++++ TEXT BLOCK
His client is working with a simple kanban board that has the following columns: idea, dev working on it, testing, and live. Their goal is (which they meet more often than not) to go from idea to live in a single developer day for a story.
E.g.: their app shows graphs, and they've introduced the color picker to allow users to choose the color of the lines of their graph via the following cards:
- behind a feature toggle, release a UI button for the color picker (to learn whether or not people will actually click on it)
- when clicked, pop up a static image (to learn whether people just close the dialog, or actually click on a color)
- a functional color picker widget, which allows choosing a color, but the selected value is not used anywhere (to do UX testing with real users over the phone)
- actually persist the selected color and display that on the graph (done)
In each step, they've implemented a slice which either provided value or provided fast feedback. One benefit of fast feedback is that you can discover early enough if you are working on a feature noone needs, and can concentrate your efforts elsewhere. As opposed to layered development, where first the data storage is implemented, then the backend is implemented, and finally something is shown to the users. It's important to slice the elephant not parallel to the ground, but vertically along the line from its trump to it tail, so that it keeps looking like an elephant.
Slices work even if you only release them internally or to selected users only.
It's important how you slice - e.g.: one could say we start with a single (or two) color(s) color picker, but that would require us to implement a rather thick slice.
There is a nice flowchart to decide on how to slice stories.
++++++++
++++ PROVIDED MATERIAL
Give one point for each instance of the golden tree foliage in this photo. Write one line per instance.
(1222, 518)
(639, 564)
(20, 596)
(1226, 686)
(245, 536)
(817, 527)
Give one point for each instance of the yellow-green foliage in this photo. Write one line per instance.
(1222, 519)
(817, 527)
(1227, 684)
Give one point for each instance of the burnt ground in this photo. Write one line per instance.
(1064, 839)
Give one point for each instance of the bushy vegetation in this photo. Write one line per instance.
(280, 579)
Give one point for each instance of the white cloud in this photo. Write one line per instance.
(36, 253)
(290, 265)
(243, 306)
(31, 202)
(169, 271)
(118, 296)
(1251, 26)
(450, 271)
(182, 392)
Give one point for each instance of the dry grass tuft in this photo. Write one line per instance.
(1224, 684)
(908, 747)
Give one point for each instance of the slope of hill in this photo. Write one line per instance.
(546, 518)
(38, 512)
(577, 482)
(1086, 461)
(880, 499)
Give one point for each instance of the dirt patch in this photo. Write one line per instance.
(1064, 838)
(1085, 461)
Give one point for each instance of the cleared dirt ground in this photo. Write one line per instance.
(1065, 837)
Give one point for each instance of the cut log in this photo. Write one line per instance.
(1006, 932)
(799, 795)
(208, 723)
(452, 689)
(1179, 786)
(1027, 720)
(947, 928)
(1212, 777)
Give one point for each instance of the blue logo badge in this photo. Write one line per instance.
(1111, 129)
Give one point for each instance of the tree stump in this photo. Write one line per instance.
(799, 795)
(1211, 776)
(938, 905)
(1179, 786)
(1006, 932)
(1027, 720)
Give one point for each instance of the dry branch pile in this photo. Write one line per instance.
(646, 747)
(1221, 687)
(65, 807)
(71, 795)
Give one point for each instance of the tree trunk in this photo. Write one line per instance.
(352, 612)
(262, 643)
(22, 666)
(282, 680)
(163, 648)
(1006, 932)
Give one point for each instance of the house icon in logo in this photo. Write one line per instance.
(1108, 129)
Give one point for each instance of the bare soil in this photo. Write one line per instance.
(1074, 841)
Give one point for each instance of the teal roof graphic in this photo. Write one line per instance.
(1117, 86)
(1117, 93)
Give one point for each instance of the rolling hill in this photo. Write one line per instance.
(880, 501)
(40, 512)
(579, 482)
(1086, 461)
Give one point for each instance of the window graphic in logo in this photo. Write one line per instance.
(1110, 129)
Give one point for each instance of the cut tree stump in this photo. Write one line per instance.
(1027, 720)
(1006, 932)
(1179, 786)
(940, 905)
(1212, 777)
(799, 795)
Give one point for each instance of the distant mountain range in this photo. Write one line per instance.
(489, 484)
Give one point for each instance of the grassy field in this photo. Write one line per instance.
++++++++
PROMPT 1: In the story-slicing text, which columns does the client's kanban board have?
PROMPT 2: Based on the story-slicing text, say whether each statement agrees with it: (a) The client aims to take a story from idea to live in a single developer day. (b) The functional color picker widget stored the chosen color and showed it on the graph. (c) Slices work only when released to all users.
PROMPT 3: Carry on the story-slicing text after its final sentence.

WRITTEN ANSWER 1: Idea, dev working on it, testing, and live.

WRITTEN ANSWER 2:
(a) Yes: "go from idea to live in a single developer day for a story"
(b) No: "the selected value is not used anywhere"
(c) No: "Slices work even if you only release them internally or to selected users only."

WRITTEN ANSWER 3:
In Squirrel's experience people don't tend to slice too thin, but rather they often slice the wrong way
There can be tension and tradeoff in slicing whether we take the smallest next slice to implement or we take the thing that gets us to market/money fastest. That's why the slicing session happens together with the PO and the devs.
The benefit of this approach is that estimation is eliminated, and delivery becomes more predicatable (each card is one dev day).
Usually they only plan ahead like a week or so, so they can respond to feedback without too much rework.
Context: his client is a startup still getting to the proper product - market fit.
After this overview, we did a slicing/planning session for a price calculator (each drink has a price, and there is vat, which varies from country to country).
The following cards were derived:
- calculate price on command line, in ireland only, for 1 pint of beer with a fixed price and fixed percent tax
- at a variable price (coming from the user)
- move from the command line to a (web) API (assume CD infrastructure is present already)
- and whisky and wine, but calculation can only be done for a single type at a time
- multiple types per calculation
- expand to have the UK prices/taxes too
CITCON Cluj was a blast, I've learned way more than what I squeezed into this blog post, so many thanks to Adina and the local organizers for finding a great venue and making the event happen!
Hope to see you at a CITCON next year!
Books of CITCON Cluj
These are books that were recommended either during the sessions or conversations around the conf, in no particular order
- The Future Of Management Is Teal
- Why we can't learn anything from Google / Toyota (???)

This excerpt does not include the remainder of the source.